Changar or Chingar (چنگھڑ)  (चांगर) are an ancient mysterious vagabond former Hindu tribe of India.

Changars sometimes called Cingân, Tsingan, Chingari, Tsingari, Tschangar etc., are mostly vagabond and speak their own Changhri dialect. According to Johann Galletti and Franz Miklosich and some other early European historians, the Romani People of Europe are closely related to the Changar (German: Tschangar) and are Tschandala.

Origin 
According to Indian and Pakistani Scholars, they are remnants of the Indo-Greeks and Greco-Bactrians, who intermingled with Jats, some of them left India at the time of Migration period and went in different ways to Europe, under the Hindu Caste system, they are considered as Chandala other Groups settling in Rajasthan, with their initial settlement being in the districts of Bikaner, Churu and Nagaur. From there the Changars migrated to Sindh. A further migration then took place to Punjab, where many are still found. They speak a mixed Indo-Aryan language among themselves, and Urdu with outsiders.
Under Mughal Empire, the Changar became Muslims, but their religion is a mix of Hinduism and Islam.

Present circumstances 
The Roma people are descendants more or less of the Changar from Pakistan, as genetic Study shows. Some Changars left Sindh through Egypt in Migration period, and later lived in Anatolia and called in Greek language Athinganoi

In India 
The Changar are largely a landless community, with a few still involved in their traditionally occupation of lime manufacture. Most are now daily wage labourers. Like other Rajasthani Muslims, the community has a caste association or biradari panchayat, which resolves intra community disputes and enforces communal norms. Although the Changhar live in close proximity to other such Muslim castes such as the Hiranbaz, Sindhi-Sipahi and Qaimkhani, intermarriages between them and the Changar are extremely rare. The Changhar are Sunni Muslims, and their customs are similar to other Rajasthani Muslims. They have been granted Other Backward Class status, which makes them subject to a number of affirmative actions policies of the Government of India.

*AVAILABLE DATA*
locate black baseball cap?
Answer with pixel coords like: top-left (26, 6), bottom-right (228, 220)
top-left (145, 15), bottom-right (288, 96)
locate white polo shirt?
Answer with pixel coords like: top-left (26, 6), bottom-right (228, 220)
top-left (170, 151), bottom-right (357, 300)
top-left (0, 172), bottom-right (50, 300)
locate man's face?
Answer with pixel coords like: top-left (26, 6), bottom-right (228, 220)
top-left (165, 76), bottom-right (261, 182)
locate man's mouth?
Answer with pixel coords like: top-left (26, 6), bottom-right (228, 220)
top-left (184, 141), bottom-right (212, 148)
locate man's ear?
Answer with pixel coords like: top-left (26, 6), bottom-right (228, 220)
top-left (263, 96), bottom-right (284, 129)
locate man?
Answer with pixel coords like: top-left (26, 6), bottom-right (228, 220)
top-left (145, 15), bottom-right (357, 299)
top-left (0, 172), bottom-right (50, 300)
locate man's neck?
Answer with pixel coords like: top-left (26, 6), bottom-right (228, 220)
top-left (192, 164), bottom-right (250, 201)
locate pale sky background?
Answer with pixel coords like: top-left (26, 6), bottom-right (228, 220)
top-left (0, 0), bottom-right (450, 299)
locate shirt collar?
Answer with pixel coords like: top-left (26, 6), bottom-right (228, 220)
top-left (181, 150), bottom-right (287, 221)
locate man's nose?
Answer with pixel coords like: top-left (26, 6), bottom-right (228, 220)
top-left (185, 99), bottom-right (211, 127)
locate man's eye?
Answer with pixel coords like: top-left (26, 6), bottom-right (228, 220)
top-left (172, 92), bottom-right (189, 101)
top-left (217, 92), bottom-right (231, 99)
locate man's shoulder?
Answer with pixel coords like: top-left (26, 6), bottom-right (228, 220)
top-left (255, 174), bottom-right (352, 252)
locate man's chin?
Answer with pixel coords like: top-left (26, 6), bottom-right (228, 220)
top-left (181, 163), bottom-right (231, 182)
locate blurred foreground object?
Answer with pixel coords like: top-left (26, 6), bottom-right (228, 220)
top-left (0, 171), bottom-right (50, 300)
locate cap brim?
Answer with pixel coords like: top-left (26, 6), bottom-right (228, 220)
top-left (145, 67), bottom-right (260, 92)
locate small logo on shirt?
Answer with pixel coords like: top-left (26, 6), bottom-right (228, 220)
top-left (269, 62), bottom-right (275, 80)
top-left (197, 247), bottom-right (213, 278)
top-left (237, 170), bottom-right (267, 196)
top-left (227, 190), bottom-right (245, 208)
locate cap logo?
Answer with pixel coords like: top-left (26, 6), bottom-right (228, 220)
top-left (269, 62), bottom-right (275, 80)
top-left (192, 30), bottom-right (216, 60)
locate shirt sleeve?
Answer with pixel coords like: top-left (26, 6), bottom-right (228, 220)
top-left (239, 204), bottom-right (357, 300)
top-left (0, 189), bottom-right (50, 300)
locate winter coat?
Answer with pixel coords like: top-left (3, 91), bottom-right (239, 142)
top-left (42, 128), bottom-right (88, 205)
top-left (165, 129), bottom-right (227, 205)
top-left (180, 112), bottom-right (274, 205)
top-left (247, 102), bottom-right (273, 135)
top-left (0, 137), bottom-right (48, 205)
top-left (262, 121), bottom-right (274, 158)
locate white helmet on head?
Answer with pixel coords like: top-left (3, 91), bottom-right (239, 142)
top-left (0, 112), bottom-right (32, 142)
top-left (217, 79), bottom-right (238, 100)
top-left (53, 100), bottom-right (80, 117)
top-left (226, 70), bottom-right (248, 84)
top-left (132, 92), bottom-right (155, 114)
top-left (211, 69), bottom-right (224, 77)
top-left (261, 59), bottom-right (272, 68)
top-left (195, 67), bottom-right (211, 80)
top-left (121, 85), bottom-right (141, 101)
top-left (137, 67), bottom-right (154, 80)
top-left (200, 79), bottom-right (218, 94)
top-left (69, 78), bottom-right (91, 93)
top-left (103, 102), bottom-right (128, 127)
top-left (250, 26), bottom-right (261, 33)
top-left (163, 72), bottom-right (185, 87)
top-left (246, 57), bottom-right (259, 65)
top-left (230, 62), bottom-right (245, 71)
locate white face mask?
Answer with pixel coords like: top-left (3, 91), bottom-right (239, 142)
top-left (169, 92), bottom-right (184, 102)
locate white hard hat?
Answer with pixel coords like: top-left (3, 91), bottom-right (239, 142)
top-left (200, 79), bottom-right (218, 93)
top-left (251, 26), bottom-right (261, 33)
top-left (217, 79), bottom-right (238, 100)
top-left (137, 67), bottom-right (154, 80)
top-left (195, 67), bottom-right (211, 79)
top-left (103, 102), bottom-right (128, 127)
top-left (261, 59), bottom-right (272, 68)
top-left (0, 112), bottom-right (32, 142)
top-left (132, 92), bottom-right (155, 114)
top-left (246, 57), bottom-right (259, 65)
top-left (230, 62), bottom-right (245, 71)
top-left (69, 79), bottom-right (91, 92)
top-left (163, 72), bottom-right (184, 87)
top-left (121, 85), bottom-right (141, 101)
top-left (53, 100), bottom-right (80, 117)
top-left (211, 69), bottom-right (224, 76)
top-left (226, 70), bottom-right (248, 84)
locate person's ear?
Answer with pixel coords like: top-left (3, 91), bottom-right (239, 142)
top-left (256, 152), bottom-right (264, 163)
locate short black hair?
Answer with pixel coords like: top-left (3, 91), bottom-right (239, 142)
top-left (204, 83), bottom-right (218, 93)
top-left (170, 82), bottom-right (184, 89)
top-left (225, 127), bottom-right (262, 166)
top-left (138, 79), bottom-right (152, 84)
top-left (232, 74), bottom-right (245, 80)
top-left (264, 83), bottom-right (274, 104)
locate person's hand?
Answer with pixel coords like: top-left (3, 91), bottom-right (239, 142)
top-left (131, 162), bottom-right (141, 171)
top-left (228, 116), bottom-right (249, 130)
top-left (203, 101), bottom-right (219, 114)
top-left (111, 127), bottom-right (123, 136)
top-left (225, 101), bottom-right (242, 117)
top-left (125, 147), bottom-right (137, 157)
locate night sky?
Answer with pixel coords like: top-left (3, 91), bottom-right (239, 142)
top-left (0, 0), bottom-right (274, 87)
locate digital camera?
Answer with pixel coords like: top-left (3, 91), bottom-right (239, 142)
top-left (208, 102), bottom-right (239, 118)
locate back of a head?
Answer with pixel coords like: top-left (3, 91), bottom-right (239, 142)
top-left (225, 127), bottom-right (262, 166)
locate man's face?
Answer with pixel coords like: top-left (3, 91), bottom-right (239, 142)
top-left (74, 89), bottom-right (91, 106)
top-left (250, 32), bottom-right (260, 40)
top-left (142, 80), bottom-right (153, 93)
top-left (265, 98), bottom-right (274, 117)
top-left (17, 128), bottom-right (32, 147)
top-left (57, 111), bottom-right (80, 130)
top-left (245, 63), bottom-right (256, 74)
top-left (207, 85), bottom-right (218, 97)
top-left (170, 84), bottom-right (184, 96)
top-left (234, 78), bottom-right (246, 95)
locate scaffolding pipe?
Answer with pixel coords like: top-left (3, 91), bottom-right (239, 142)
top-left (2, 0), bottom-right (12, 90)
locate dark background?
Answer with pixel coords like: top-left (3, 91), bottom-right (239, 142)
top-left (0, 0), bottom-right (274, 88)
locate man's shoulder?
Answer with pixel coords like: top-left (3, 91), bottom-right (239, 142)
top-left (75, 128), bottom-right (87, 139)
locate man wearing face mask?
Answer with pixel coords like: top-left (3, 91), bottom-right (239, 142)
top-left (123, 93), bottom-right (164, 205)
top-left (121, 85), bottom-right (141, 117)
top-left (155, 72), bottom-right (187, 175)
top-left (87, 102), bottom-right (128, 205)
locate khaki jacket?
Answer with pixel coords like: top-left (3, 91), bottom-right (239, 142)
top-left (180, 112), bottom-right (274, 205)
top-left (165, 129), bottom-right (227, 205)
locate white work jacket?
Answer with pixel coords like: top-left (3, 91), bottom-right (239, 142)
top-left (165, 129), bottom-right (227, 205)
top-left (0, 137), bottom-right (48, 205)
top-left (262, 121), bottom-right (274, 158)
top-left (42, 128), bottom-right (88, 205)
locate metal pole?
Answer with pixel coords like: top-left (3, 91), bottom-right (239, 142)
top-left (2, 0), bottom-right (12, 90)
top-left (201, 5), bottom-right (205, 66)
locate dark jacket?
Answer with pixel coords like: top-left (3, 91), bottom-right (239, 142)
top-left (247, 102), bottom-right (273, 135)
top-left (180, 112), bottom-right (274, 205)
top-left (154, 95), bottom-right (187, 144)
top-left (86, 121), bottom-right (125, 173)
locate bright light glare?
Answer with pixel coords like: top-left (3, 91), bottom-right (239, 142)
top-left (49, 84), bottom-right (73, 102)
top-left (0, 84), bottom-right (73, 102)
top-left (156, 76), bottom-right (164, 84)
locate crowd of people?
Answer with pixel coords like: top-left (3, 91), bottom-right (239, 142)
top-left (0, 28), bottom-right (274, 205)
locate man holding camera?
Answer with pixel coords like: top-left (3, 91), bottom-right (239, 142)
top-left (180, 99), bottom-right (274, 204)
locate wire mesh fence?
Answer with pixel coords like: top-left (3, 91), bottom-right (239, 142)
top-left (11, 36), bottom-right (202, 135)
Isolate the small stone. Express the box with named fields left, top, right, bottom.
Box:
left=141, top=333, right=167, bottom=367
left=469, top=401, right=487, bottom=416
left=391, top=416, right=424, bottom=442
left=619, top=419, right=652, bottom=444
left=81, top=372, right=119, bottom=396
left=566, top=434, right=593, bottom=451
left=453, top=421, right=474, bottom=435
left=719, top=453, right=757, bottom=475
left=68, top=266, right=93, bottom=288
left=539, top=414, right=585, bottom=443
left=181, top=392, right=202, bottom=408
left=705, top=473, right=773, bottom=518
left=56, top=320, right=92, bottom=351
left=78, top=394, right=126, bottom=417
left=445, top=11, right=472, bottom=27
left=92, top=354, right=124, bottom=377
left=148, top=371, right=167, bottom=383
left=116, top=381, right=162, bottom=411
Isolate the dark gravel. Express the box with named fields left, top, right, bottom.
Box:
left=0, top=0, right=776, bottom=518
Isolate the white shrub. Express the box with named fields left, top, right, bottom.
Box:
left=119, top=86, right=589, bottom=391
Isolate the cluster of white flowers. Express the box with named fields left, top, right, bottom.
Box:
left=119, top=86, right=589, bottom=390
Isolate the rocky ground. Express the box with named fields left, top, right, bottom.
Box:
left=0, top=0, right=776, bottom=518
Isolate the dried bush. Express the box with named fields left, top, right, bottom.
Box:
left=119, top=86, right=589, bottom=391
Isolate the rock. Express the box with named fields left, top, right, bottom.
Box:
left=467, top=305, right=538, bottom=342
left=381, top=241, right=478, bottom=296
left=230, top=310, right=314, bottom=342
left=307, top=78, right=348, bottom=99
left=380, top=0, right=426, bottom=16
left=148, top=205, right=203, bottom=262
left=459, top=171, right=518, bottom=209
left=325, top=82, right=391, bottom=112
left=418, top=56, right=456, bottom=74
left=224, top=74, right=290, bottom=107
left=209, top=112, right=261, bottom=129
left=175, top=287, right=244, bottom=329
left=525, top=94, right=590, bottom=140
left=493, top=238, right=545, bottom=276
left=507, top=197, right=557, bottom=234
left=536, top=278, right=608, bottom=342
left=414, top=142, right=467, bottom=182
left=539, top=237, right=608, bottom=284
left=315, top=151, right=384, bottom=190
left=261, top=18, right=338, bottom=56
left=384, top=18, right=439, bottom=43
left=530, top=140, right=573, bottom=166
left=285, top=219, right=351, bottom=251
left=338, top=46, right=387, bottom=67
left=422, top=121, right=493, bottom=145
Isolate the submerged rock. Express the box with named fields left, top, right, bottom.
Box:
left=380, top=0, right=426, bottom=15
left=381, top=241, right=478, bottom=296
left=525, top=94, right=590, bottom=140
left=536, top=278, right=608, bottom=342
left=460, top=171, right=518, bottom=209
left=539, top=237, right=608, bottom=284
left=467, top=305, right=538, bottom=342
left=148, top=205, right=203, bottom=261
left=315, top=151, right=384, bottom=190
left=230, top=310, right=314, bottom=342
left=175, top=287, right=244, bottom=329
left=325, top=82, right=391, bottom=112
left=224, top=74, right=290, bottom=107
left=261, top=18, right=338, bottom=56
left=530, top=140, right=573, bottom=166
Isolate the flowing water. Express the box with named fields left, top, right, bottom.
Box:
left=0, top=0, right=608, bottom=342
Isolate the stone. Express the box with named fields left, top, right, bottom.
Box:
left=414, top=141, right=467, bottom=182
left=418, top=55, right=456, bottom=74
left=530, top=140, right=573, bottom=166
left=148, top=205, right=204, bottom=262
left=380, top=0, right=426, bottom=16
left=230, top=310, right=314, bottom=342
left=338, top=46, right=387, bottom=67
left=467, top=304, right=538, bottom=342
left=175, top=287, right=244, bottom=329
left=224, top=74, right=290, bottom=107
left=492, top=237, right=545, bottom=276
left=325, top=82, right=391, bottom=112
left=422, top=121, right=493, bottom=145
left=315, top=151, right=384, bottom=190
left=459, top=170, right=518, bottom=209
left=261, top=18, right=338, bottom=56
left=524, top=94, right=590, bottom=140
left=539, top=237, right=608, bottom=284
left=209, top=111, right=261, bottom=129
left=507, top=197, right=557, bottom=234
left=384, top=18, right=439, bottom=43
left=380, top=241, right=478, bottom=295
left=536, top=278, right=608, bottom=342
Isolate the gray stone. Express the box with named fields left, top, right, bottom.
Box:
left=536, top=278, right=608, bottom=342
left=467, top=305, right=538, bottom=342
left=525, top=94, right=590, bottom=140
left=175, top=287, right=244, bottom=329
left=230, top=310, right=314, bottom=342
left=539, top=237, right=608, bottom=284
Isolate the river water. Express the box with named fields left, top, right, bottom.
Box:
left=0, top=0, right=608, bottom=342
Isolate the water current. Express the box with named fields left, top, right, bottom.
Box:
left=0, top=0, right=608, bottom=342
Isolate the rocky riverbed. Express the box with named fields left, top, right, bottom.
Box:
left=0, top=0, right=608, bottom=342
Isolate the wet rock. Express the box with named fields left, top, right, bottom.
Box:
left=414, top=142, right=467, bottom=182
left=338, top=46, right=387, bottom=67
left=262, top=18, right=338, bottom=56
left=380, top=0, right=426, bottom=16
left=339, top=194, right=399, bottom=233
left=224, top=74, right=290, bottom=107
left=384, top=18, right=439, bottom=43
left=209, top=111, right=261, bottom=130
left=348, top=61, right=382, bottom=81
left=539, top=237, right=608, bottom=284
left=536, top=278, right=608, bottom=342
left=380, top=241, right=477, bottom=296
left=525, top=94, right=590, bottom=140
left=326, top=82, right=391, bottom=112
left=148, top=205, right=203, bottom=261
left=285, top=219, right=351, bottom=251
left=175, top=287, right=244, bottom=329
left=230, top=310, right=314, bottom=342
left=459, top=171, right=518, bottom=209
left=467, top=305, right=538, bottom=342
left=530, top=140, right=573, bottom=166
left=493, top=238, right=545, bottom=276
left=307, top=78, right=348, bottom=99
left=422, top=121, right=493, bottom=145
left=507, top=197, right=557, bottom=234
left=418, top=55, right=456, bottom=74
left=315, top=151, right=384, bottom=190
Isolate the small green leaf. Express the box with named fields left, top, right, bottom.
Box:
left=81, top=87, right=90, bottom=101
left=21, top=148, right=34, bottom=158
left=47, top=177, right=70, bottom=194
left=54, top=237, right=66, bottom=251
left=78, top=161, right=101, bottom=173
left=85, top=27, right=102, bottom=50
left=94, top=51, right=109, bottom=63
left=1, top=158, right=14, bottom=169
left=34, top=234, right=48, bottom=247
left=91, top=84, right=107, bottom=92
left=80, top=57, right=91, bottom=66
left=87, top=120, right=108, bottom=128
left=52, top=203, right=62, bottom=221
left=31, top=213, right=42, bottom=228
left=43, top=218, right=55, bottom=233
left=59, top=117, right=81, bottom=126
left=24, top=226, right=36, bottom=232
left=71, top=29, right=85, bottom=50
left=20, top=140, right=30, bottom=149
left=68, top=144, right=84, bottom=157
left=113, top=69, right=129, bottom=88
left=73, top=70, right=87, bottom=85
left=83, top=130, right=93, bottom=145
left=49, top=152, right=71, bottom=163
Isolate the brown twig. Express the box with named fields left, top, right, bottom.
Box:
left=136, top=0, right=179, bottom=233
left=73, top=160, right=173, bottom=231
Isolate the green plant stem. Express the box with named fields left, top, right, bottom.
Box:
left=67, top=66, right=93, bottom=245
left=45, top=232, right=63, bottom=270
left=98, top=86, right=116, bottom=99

*ASSIGNED TASK*
From the text on the Changar, extract word for word the stretch from "Changar or Chingar" through "and are Tschandala.".

*EXERCISE SOLUTION*
Changar or Chingar (چنگھڑ)  (चांगर) are an ancient mysterious vagabond former Hindu tribe of India.

Changars sometimes called Cingân, Tsingan, Chingari, Tsingari, Tschangar etc., are mostly vagabond and speak their own Changhri dialect. According to Johann Galletti and Franz Miklosich and some other early European historians, the Romani People of Europe are closely related to the Changar (German: Tschangar) and are Tschandala.